Exercise prompt: Write out everything from the start of the records down to the line containing "xmin=0 ymin=255 xmax=580 ymax=400", both included, reproducing each line with no changes.

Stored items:
──────

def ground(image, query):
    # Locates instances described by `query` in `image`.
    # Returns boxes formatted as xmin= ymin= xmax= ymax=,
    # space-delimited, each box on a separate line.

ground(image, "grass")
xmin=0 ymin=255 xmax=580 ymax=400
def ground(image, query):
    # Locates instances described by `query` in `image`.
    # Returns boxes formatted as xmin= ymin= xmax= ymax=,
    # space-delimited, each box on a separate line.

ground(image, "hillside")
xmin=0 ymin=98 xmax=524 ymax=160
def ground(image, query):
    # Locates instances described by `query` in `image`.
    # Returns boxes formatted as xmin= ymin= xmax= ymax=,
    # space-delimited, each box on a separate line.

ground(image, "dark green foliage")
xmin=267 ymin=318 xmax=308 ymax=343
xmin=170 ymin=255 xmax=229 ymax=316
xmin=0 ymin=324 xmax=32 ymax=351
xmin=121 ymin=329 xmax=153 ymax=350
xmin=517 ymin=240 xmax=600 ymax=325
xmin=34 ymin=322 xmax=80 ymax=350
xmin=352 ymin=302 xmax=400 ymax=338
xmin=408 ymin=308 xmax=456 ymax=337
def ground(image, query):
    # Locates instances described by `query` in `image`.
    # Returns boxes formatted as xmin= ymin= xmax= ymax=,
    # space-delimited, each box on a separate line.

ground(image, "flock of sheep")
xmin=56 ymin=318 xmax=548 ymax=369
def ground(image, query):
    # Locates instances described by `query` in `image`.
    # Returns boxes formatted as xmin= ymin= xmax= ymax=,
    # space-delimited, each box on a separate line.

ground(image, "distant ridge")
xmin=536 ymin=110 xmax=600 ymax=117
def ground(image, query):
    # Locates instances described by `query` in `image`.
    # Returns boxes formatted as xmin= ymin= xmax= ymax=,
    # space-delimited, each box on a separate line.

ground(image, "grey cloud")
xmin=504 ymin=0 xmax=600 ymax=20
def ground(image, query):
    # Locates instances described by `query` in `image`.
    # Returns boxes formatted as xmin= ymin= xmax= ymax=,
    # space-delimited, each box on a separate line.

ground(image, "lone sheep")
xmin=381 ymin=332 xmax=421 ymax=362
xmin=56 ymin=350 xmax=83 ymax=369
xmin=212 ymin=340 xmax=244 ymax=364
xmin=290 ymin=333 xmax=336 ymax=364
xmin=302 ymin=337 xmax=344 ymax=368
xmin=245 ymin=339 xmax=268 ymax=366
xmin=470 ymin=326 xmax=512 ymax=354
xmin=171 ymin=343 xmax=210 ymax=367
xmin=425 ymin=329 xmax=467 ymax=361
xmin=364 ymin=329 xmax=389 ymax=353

──────

Completed exercise:
def ground(image, query):
    # Locates instances described by `query` in `image`.
    # Returns boxes formatted as xmin= ymin= xmax= ymax=,
    # space-delimited, each box on a separate line.

ground(image, "grass")
xmin=0 ymin=255 xmax=580 ymax=400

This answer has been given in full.